• [Sezione del documento]:
= = = =
Il nuovo capo dello staff della Casa Bianca, l’ex generale dei Marines John Kelly, ha imposto una dieta informativa stretta al presidente Donald Trump. Ogni articolo che arriverà sulla scrivania del presidente dovrà prima passare un processo di “vetting” da lui controllato. Il termine è lo stesso che per esempio veniva utilizzato per valutare l’integrità dei miliziani assoldati per combattere il regime siriano, e identifica un processo di verifica approfondita. Le notizie che entreranno nello Studio Ovale saranno “vetted” per evitare che sulla scrivania più importante del mondo finiscano cose strambe, cospirazioniste, eccessive, estremiste: quelle che in definitiva sono invece le costruzioni finora preferite da Trump.
Nel frattempo: il 25 agosto Andy Hemming, lo staffer trentunenne responsabile di scovare online le storie amichevoli su Trump ha dato le dimissioni e non avrà più il pass per entrare alla Casa Bianca – una volta trovate le notizie positive le doveva rielaborare e girarle ai giornalisti, guidava un team all’interno del sistema delle comunicazioni che chiamavano “risposta rapida”. Quelle notizie poi finivano in una cartellina cartacea che due volte al giorno veniva passata al presidente.
= = = =
• [Righe mostrate]:

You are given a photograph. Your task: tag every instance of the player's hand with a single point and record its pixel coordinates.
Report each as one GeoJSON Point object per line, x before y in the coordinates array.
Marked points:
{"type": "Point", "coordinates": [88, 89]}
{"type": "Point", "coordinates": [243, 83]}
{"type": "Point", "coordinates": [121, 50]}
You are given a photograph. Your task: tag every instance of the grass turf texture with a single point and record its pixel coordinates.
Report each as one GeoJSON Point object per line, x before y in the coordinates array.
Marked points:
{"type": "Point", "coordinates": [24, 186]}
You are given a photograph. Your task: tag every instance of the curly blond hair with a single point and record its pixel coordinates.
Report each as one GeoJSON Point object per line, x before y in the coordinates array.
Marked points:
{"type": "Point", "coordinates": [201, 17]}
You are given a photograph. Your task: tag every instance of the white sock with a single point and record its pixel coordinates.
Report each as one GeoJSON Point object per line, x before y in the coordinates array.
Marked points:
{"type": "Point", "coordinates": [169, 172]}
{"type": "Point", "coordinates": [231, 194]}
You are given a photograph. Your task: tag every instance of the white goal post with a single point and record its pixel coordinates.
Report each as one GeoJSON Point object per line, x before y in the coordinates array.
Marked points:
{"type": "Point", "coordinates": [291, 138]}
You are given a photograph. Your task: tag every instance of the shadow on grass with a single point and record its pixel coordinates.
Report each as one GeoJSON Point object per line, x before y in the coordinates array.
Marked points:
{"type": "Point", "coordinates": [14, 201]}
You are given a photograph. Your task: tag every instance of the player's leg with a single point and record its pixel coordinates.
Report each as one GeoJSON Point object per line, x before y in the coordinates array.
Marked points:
= = = =
• [Da fare]:
Per ciascuna affermazione, indica se concorda con il testo sulle notizie destinate a Trump. Rispondi sì o no e cita alla lettera le parole del testo che lo stabiliscono.
1. Andy Hemming aveva trentun anni quando ha lasciato l'incarico.
2. La cartellina con le notizie veniva consegnata al presidente una volta al giorno.
3. John Kelly è un ex generale dell'Esercito.
Le righe qui sopra non hanno alcun ruolo in questo.

• [Risultato finale]:
1. Sì: "lo staffer trentunenne responsabile di scovare online le storie amichevoli su Trump ha dato le dimissioni"
2. No: "due volte al giorno veniva passata al presidente"
3. No: "l’ex generale dei Marines John Kelly"